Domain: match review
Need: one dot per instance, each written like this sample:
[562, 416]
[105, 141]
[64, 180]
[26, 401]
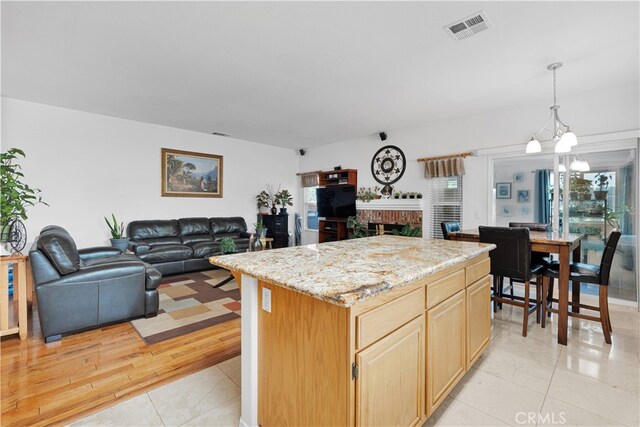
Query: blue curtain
[542, 205]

=-=-=-=-=

» Instructions for the task
Quote the full listing above verbatim, line for line, and omit the pictures.

» The solution
Domain: match review
Need: one dot per instance, each written like this sample:
[562, 416]
[105, 141]
[64, 180]
[26, 401]
Query: blue curtain
[542, 205]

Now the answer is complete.